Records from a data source
- - - -
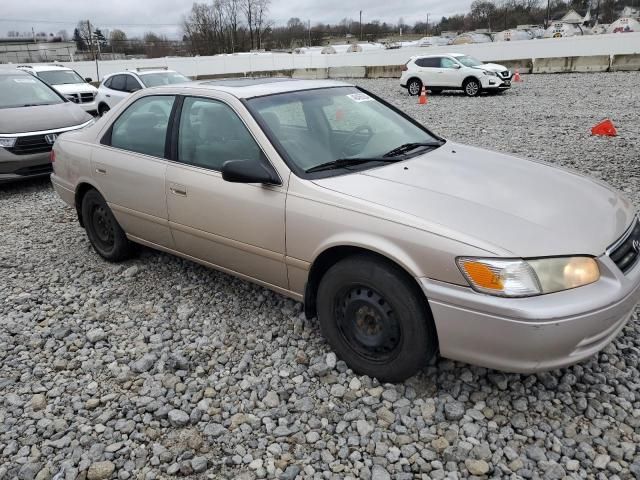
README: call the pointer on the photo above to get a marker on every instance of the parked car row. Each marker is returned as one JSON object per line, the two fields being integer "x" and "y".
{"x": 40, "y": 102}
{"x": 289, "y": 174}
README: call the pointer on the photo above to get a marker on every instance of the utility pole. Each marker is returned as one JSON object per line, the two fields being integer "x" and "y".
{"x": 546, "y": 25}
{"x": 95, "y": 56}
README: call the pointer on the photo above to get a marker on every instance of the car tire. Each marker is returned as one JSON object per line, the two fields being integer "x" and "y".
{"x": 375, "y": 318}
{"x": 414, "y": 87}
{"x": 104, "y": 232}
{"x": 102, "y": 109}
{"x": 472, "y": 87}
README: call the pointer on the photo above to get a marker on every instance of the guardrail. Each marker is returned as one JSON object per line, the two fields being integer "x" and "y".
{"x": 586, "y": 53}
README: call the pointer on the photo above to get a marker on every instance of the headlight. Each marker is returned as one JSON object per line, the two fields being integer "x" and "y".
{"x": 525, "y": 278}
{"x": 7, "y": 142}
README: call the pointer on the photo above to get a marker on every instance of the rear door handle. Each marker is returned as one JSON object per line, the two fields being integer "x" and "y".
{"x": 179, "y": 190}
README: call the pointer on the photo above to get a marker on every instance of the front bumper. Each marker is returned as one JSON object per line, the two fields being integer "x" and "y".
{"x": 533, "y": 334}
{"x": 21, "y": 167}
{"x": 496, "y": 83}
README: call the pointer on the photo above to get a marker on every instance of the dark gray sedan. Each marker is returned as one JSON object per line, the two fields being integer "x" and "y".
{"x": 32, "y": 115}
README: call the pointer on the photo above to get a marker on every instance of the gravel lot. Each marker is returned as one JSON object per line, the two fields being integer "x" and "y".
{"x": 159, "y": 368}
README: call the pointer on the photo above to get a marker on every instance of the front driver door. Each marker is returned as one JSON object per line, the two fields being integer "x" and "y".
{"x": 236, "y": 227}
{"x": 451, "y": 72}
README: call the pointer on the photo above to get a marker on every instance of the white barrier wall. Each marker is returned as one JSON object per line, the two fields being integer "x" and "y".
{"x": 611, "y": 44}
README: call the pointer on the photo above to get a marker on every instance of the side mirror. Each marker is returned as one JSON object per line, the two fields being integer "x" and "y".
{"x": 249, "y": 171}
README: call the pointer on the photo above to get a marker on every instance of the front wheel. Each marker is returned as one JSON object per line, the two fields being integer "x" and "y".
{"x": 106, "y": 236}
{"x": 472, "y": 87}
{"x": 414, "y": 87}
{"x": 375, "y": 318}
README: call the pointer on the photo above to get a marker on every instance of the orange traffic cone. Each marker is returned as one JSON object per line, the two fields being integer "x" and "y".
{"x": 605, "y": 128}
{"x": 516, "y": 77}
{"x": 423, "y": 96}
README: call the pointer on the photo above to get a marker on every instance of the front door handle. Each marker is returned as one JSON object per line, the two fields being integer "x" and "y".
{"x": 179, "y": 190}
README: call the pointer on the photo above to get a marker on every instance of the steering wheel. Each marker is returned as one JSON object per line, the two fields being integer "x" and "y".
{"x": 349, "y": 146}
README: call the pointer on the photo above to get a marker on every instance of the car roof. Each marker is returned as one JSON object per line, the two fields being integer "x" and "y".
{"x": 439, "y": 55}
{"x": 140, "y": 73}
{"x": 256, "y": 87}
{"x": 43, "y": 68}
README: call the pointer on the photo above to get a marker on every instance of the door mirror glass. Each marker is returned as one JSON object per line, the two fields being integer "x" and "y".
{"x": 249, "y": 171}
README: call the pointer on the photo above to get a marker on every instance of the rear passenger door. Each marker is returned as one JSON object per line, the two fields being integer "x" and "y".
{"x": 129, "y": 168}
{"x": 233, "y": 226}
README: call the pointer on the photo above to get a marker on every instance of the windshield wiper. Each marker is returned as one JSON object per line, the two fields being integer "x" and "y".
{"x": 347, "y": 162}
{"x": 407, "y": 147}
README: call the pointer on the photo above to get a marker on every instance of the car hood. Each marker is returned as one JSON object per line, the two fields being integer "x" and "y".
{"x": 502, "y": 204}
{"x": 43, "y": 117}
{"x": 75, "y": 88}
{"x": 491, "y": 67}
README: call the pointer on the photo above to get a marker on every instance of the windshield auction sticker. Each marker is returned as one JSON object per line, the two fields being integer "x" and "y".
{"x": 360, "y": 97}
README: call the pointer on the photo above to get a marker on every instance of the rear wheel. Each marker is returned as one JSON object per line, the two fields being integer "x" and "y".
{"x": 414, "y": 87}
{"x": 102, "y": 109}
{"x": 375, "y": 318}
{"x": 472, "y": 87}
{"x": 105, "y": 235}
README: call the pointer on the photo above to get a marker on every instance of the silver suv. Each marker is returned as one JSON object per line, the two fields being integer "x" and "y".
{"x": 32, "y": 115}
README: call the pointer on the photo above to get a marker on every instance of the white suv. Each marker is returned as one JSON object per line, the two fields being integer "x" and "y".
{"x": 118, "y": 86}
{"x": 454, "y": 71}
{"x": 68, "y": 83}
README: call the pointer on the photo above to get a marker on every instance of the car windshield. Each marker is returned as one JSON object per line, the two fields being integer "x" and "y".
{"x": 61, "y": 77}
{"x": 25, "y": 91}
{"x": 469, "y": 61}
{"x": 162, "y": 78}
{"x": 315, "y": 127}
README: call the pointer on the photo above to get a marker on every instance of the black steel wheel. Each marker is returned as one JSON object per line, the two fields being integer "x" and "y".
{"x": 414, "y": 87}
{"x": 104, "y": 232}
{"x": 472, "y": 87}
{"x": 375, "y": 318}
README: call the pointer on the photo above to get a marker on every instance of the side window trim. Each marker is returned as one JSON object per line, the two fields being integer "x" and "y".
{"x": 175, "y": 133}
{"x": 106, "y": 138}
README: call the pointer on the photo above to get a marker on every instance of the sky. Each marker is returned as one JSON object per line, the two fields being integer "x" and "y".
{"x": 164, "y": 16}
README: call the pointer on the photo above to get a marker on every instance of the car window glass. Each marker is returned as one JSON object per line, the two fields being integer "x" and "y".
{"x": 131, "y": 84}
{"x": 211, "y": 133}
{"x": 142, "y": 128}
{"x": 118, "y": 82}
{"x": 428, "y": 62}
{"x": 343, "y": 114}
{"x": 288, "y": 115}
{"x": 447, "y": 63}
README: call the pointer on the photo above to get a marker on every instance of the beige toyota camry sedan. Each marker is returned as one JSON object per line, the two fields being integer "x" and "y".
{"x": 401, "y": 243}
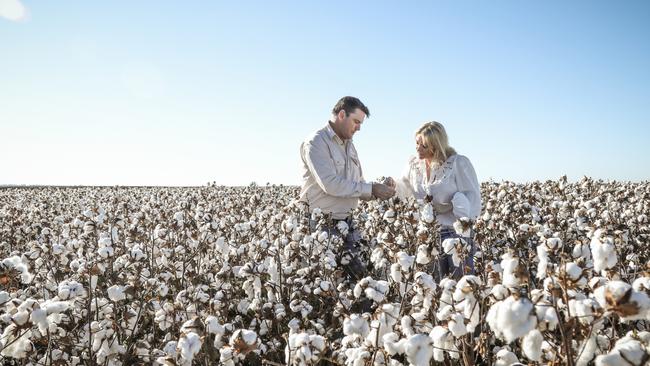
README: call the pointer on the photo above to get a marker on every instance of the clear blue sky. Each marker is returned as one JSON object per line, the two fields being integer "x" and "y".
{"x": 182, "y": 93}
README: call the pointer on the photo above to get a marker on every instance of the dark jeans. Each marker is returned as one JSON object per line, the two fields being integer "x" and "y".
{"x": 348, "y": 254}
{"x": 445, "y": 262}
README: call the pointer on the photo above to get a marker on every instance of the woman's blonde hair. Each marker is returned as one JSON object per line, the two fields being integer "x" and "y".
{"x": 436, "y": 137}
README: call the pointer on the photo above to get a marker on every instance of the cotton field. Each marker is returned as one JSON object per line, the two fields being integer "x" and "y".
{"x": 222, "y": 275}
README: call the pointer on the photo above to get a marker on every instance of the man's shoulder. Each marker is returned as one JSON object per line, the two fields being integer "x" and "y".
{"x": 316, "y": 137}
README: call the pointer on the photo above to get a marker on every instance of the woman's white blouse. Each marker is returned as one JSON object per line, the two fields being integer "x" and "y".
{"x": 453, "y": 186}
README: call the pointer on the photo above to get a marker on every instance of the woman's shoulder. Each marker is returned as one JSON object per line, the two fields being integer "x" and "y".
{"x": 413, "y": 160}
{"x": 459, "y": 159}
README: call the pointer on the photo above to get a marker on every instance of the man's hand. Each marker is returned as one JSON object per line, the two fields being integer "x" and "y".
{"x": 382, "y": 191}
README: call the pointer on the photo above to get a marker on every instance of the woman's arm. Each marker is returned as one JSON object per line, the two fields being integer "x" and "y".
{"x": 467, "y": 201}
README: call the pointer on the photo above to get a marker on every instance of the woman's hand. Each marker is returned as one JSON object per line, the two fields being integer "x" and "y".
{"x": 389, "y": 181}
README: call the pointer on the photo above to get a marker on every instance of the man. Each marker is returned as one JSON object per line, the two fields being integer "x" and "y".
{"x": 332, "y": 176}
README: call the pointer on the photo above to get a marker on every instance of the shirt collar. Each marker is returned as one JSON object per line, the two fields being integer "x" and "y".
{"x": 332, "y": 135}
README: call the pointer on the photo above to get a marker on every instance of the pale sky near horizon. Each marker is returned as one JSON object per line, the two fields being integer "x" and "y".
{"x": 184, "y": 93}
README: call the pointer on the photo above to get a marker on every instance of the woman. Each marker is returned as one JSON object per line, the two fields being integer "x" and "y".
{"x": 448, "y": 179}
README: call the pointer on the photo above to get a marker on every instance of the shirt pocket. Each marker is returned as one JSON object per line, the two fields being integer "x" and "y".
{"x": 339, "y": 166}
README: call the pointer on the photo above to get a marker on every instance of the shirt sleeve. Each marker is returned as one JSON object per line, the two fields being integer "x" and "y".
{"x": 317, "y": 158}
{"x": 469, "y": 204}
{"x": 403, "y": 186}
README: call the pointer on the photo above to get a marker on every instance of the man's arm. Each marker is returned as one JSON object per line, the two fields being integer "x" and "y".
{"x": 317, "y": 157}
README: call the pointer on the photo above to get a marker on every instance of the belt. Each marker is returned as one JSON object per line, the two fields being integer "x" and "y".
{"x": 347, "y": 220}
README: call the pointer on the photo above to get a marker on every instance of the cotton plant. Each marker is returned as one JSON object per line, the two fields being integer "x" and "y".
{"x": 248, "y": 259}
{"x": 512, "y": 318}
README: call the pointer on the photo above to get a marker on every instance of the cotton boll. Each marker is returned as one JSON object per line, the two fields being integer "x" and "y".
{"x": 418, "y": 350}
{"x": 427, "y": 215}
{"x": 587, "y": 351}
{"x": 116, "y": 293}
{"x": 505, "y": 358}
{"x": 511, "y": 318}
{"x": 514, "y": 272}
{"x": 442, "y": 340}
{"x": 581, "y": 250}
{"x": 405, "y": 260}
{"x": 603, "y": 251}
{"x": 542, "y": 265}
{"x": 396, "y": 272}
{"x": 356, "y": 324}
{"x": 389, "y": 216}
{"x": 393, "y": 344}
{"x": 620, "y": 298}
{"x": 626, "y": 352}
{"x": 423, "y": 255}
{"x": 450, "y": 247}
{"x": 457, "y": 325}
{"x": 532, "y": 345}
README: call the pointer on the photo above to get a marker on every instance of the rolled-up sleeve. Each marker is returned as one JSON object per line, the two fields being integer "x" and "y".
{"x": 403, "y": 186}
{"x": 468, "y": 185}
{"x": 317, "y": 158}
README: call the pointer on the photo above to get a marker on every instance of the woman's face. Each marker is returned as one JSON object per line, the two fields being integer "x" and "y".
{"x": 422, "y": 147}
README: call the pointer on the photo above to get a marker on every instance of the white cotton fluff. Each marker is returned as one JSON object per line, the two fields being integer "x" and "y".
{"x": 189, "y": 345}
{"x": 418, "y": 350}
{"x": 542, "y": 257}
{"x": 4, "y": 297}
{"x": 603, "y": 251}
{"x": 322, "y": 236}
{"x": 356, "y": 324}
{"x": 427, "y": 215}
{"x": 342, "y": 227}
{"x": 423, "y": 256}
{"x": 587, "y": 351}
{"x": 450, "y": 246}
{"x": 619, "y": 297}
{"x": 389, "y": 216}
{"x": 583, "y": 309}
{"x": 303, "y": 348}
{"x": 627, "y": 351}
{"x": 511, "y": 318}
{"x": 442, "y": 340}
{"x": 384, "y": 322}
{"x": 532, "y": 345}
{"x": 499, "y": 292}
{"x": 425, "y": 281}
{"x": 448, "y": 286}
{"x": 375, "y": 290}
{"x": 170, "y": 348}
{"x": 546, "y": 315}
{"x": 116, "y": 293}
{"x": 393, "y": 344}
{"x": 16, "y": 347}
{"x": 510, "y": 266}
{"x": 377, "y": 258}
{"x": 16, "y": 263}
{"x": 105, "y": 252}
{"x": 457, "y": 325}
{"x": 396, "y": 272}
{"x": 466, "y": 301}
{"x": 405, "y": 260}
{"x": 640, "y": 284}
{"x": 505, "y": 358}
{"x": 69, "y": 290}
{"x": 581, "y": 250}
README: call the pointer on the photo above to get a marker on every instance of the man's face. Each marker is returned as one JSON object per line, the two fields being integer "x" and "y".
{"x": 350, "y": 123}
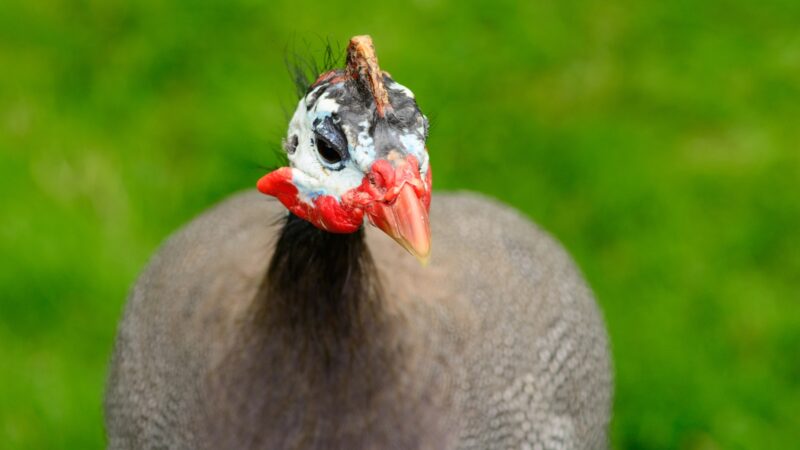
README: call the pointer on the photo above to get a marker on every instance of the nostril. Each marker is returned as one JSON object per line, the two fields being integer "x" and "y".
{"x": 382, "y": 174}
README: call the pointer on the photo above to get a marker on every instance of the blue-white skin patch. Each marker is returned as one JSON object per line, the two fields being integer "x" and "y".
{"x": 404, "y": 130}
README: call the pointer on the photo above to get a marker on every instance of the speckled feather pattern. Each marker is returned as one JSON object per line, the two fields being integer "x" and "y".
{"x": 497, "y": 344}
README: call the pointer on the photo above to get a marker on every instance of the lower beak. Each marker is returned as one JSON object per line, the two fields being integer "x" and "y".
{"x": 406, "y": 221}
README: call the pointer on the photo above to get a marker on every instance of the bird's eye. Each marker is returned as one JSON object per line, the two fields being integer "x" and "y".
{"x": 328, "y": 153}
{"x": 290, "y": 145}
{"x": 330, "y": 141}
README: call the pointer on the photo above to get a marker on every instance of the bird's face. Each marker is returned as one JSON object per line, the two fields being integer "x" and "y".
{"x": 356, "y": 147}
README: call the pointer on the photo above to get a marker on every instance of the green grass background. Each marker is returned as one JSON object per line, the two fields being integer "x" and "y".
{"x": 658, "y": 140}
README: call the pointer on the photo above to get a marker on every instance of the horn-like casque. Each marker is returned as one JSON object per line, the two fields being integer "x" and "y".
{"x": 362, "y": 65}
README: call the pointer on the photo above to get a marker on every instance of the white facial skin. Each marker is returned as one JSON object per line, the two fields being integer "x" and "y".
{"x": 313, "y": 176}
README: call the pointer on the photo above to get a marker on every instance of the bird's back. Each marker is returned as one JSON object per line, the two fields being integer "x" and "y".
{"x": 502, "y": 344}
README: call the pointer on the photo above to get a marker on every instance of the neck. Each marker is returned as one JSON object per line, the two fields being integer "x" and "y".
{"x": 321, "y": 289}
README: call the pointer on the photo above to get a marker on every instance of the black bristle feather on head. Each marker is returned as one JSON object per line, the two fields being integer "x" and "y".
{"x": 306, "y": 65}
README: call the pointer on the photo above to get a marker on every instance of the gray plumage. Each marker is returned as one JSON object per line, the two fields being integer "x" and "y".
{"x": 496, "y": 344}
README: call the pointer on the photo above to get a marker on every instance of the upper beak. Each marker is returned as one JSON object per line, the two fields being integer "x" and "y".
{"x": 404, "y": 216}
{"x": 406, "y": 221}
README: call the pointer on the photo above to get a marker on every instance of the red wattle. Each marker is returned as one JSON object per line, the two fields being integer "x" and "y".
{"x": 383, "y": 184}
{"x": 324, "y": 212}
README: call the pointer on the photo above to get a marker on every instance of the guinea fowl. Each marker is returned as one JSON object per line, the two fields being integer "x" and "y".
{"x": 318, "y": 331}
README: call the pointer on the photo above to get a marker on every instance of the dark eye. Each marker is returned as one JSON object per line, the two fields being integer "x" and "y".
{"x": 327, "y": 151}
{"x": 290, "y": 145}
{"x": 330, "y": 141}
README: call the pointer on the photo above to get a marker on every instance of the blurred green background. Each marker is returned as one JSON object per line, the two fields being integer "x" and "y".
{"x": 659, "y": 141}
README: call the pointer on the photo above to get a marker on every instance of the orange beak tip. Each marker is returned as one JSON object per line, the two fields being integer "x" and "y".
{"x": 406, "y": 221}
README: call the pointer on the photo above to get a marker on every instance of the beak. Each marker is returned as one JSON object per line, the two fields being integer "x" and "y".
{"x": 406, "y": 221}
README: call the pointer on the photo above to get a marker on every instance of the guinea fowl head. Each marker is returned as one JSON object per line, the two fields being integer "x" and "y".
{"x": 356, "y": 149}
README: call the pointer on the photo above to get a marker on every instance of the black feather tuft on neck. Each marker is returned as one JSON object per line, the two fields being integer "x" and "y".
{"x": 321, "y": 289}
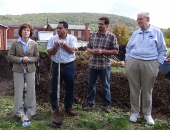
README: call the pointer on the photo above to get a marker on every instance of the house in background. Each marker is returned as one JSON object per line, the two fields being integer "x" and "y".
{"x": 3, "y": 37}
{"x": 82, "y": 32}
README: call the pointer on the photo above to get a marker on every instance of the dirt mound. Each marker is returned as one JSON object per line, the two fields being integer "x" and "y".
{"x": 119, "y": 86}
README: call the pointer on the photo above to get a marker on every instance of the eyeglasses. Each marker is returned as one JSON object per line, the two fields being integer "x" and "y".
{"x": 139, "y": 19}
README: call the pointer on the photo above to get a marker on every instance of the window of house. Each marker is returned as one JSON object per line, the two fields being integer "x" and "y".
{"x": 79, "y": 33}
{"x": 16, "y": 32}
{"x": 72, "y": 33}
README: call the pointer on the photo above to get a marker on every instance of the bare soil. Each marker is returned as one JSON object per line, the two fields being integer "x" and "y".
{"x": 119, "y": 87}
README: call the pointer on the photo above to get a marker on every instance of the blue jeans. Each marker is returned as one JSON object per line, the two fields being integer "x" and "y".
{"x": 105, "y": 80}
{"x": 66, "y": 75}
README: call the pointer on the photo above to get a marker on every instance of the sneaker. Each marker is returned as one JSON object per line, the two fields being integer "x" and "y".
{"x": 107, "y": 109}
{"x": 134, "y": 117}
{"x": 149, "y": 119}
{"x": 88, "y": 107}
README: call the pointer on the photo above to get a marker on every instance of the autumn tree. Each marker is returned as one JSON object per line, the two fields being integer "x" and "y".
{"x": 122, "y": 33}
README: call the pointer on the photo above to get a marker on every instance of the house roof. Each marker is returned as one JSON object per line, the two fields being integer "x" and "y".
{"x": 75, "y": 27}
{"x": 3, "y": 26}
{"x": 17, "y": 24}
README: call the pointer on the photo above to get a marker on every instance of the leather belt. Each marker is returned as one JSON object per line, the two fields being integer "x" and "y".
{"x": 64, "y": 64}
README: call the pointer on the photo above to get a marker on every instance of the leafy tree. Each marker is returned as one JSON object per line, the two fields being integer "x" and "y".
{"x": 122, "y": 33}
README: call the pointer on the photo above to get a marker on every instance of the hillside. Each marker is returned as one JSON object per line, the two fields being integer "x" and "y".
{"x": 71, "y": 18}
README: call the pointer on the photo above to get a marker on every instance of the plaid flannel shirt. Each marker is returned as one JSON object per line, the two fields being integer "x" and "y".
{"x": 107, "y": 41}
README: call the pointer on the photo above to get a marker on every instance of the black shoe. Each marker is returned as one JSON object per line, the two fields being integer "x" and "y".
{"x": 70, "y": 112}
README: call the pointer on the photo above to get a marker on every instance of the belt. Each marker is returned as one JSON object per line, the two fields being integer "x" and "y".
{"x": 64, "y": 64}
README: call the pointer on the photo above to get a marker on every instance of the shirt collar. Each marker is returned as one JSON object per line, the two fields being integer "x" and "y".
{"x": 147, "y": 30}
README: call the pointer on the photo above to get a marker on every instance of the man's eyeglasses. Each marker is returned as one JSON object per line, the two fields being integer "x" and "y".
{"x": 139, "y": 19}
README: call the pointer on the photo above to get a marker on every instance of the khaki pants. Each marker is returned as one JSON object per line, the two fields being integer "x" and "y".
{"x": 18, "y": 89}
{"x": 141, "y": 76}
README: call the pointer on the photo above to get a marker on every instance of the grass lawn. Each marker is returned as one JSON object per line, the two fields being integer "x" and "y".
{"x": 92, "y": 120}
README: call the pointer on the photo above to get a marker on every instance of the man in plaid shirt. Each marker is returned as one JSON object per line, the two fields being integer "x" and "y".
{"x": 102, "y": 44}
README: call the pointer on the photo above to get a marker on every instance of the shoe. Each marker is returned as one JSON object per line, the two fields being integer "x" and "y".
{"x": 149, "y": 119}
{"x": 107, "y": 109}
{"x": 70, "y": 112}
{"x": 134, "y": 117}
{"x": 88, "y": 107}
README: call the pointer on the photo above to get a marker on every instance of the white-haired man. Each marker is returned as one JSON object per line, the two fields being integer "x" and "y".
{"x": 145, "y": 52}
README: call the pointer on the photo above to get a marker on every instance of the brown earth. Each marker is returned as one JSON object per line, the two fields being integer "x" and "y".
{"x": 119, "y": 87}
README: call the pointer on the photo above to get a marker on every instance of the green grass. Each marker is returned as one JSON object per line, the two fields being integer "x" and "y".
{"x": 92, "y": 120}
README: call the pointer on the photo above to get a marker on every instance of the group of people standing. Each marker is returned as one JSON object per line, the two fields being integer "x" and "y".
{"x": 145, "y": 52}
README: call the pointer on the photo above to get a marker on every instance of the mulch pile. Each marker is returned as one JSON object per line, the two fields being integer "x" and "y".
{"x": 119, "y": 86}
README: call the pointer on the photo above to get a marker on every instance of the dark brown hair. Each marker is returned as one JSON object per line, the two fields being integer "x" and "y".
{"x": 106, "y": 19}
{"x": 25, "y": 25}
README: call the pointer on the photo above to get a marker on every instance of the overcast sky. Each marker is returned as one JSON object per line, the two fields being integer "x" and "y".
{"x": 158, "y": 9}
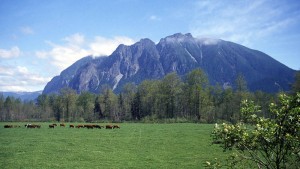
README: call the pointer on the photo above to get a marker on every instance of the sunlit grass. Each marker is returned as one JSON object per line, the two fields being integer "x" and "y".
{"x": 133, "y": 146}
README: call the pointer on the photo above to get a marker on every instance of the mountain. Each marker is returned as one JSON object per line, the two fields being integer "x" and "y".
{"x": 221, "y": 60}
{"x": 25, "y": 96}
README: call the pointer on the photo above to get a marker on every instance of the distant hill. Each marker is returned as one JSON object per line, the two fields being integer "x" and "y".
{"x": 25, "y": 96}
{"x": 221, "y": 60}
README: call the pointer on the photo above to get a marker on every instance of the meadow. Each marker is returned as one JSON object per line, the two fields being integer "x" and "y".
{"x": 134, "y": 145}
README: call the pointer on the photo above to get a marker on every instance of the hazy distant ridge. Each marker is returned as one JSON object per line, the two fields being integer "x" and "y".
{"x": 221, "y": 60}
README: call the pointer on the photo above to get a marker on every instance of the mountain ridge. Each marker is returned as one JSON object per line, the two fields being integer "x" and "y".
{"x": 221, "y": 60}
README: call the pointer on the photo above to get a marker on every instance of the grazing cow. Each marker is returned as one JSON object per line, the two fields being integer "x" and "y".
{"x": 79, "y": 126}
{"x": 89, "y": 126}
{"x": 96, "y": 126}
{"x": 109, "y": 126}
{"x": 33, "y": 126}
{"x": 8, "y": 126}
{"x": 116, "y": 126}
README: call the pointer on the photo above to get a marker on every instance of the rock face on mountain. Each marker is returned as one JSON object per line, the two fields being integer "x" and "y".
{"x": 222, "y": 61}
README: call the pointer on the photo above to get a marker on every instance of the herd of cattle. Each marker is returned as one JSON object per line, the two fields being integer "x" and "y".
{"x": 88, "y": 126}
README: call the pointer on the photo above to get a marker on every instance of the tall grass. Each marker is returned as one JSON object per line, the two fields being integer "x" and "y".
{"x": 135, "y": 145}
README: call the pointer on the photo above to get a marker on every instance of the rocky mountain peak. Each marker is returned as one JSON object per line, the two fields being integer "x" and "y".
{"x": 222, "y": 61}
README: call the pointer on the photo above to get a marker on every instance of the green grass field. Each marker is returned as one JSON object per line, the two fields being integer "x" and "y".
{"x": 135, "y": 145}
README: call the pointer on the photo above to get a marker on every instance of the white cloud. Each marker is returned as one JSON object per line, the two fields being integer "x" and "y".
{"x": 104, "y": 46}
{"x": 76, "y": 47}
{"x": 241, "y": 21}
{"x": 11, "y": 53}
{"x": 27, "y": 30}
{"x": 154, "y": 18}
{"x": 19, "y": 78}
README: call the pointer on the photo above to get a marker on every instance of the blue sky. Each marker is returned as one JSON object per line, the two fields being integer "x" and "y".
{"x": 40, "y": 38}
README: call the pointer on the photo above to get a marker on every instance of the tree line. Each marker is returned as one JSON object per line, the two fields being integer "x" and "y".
- - - -
Work required ->
Your answer should consist only of the lines from the one with "the blue sky." through the end of the data above, reproduced exactly.

Task solution ->
README: call the pointer on the photo above to get a marker on every instance of the blue sky. Each marker is returned as one JSON object per line, the two fields being integer "x" and "y".
{"x": 40, "y": 38}
README: call the pointer on the photo above to get a marker on every instance of the tree line. Each marker is returned as one JSON object per line, the two fields being integer "x" and "y".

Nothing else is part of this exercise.